(Dataset entries)
= Beginning of Section =
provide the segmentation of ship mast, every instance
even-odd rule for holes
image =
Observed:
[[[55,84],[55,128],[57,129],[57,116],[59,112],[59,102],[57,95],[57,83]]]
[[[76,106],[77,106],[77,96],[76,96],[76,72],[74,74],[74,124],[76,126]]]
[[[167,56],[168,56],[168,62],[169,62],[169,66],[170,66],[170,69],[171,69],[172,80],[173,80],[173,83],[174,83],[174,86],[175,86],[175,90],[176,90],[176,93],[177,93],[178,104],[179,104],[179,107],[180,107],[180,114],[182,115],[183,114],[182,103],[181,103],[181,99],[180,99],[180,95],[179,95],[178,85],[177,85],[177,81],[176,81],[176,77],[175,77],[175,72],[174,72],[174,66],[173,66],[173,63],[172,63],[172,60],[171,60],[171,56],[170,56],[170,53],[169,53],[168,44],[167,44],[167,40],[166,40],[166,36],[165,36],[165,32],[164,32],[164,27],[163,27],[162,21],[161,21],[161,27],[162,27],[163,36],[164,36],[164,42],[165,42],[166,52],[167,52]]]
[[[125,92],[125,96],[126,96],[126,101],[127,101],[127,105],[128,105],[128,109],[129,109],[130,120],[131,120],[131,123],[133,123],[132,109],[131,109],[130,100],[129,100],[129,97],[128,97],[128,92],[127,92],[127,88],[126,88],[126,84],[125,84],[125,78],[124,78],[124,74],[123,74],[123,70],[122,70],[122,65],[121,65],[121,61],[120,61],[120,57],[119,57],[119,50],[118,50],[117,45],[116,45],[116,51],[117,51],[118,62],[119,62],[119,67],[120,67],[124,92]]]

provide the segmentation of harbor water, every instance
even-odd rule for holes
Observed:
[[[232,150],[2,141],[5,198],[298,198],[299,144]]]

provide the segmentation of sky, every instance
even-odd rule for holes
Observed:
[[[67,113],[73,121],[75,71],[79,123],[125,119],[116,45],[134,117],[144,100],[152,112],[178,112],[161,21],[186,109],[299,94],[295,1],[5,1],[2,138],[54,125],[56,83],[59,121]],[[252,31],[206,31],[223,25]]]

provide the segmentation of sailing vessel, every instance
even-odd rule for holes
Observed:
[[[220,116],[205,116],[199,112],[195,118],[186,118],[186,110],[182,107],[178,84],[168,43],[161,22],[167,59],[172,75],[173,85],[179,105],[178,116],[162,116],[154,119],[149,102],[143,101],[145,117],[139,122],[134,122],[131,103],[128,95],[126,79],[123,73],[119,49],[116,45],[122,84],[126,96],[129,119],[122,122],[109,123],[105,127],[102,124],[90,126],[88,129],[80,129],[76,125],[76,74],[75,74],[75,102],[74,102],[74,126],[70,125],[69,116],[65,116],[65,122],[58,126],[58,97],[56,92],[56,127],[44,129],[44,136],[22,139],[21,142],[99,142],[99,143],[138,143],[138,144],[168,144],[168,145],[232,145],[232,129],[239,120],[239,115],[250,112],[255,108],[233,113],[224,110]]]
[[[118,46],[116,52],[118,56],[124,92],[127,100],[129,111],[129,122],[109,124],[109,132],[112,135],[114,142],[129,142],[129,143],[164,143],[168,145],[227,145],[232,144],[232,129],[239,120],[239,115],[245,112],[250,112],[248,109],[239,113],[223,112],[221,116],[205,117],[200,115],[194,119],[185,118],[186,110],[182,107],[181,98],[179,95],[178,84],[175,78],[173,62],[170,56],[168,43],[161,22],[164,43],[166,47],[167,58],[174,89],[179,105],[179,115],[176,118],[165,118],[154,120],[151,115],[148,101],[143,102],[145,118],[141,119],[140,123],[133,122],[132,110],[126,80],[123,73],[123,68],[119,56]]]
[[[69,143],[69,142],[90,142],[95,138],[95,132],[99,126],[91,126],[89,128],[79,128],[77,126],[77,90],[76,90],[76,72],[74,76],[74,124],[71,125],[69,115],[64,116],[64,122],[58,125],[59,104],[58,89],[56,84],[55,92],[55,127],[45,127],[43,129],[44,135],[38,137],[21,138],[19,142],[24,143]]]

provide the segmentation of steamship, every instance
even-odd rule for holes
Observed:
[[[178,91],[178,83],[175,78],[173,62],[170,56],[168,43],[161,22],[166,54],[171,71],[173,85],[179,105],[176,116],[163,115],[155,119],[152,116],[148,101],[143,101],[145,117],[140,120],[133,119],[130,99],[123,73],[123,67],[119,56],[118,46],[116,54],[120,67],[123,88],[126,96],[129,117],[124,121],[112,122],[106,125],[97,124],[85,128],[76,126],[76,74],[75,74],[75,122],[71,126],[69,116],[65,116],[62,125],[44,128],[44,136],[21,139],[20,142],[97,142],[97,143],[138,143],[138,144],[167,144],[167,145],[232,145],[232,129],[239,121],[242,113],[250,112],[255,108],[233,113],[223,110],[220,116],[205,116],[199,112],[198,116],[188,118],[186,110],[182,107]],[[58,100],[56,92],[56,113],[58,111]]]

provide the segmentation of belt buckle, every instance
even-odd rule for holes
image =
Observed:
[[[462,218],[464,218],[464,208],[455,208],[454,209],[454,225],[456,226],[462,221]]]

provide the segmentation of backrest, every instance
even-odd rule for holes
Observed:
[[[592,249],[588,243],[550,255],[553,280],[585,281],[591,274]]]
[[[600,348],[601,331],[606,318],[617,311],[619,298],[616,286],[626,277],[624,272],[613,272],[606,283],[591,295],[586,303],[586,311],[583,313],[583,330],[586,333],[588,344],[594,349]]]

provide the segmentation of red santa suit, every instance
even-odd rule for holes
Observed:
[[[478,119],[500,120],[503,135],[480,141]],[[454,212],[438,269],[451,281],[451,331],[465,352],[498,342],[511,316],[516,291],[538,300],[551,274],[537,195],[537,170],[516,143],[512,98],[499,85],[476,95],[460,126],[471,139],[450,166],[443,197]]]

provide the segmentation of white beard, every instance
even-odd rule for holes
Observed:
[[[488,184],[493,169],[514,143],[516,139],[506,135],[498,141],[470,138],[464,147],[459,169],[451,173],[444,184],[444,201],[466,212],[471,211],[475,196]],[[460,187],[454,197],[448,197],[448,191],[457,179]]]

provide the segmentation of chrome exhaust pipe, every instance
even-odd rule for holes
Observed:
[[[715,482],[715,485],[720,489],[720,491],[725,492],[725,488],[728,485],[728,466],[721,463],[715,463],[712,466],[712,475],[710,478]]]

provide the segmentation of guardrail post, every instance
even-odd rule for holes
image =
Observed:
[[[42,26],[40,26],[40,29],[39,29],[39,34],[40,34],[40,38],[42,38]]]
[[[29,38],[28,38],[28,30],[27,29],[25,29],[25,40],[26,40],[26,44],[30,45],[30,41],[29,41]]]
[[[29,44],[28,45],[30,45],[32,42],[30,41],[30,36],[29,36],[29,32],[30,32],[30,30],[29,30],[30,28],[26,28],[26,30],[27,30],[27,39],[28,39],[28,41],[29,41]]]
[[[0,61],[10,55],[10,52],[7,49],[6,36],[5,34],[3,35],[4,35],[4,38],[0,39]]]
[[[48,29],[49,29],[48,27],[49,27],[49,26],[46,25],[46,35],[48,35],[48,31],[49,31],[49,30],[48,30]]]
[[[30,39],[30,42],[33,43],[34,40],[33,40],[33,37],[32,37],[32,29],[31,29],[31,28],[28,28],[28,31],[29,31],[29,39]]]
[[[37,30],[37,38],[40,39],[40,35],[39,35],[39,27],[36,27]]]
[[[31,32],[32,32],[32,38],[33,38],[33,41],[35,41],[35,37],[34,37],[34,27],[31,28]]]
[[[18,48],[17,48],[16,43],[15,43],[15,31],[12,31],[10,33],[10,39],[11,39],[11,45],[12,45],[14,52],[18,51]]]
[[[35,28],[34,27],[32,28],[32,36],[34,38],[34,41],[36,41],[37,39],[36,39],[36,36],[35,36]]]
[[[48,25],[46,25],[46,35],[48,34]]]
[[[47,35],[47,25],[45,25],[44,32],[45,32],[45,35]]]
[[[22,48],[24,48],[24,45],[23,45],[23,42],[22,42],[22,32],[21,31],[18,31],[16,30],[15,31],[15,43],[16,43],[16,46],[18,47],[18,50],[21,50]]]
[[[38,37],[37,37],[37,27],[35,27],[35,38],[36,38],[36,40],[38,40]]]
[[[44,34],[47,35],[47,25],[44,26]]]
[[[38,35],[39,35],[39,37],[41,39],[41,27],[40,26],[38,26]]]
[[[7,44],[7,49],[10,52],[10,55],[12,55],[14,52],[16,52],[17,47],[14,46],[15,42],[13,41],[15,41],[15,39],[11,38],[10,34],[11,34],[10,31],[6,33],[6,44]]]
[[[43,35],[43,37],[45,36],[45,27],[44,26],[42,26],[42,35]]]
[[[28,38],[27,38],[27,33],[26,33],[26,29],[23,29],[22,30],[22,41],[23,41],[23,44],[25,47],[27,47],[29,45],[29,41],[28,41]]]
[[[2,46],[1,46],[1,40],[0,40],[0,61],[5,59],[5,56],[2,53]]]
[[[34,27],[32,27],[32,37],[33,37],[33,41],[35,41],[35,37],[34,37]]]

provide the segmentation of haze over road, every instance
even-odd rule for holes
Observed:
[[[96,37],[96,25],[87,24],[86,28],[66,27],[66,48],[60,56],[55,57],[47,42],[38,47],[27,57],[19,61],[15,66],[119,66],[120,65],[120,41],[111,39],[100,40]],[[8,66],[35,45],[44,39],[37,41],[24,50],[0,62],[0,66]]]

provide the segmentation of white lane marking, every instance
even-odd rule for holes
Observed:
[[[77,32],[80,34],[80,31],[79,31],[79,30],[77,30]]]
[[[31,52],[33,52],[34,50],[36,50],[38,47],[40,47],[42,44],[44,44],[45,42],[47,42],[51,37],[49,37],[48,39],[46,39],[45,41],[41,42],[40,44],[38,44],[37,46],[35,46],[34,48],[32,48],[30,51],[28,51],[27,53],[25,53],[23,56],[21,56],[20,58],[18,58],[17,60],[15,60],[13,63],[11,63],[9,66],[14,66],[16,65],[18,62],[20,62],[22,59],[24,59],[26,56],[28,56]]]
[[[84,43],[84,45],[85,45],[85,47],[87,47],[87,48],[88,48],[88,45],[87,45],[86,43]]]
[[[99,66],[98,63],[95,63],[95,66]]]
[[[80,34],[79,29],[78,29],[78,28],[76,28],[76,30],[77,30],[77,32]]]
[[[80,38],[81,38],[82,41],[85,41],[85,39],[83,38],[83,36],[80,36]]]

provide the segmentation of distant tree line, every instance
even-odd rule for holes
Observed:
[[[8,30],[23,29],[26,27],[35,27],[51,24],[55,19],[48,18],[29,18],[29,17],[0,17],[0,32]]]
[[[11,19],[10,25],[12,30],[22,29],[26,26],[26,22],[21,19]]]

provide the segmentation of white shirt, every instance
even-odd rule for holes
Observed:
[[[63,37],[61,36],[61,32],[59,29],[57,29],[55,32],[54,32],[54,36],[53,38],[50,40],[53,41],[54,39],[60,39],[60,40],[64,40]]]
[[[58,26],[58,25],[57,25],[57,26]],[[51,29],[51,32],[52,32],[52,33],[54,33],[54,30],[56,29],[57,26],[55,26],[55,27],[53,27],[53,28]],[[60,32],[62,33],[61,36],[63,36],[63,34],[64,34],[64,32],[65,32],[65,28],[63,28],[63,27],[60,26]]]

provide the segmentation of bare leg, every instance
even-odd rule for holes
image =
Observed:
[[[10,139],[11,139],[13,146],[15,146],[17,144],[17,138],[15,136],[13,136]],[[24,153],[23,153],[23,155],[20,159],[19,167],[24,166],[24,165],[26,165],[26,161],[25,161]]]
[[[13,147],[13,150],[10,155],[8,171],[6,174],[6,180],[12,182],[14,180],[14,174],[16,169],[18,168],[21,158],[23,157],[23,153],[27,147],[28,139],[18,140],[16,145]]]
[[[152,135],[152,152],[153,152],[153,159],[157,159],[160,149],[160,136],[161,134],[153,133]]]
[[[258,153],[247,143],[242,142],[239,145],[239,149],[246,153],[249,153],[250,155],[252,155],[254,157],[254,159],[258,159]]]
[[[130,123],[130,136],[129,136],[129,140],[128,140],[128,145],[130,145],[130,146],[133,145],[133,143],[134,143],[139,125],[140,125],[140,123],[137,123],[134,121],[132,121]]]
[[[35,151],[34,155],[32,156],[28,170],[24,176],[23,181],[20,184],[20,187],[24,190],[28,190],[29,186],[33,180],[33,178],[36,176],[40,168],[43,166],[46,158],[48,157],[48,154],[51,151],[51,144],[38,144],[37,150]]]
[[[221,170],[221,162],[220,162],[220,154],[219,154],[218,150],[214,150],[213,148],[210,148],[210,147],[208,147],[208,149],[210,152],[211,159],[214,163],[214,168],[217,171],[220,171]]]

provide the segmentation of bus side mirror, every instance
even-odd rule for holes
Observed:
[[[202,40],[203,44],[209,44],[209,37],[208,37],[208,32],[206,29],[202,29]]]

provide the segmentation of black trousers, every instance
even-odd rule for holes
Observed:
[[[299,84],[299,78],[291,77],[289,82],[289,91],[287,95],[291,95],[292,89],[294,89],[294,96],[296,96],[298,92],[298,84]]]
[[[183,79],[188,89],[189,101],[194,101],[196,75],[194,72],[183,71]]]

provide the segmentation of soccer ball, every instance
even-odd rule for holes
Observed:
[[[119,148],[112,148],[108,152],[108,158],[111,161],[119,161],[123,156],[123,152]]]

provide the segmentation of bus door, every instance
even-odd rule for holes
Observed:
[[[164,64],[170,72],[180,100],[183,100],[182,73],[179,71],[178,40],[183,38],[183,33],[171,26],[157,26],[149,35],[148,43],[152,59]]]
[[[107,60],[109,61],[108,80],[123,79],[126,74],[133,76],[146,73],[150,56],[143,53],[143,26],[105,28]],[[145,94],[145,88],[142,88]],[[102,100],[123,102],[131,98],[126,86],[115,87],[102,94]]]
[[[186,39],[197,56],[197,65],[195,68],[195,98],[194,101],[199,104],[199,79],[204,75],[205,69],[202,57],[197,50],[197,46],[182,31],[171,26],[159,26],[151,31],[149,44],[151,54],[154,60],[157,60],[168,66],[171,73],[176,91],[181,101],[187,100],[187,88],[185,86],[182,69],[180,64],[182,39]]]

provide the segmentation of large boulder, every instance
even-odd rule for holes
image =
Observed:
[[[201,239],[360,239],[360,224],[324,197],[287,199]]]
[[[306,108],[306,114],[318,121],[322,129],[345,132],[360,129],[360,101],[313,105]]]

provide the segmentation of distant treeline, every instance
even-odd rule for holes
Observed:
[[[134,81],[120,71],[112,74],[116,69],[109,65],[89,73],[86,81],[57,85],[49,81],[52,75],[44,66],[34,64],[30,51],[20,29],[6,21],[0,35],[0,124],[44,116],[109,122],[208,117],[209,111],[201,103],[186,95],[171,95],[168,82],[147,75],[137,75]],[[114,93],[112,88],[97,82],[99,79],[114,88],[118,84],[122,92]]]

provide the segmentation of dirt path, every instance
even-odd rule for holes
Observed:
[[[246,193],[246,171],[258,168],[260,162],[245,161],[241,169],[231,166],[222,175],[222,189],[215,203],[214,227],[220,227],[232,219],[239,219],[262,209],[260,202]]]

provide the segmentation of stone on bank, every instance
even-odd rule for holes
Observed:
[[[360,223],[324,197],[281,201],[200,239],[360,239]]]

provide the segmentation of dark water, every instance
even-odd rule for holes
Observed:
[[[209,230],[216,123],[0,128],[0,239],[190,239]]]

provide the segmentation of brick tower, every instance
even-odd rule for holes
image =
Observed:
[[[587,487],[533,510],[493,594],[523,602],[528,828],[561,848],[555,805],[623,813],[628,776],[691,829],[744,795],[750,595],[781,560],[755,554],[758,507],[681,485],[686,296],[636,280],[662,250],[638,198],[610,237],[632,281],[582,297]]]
= End of Section =
Exercise requirements:
Show the lines of the records that include the string "water".

Task output:
provide the segmentation of harbor water, every instance
provide the segmentation of dark water, every instance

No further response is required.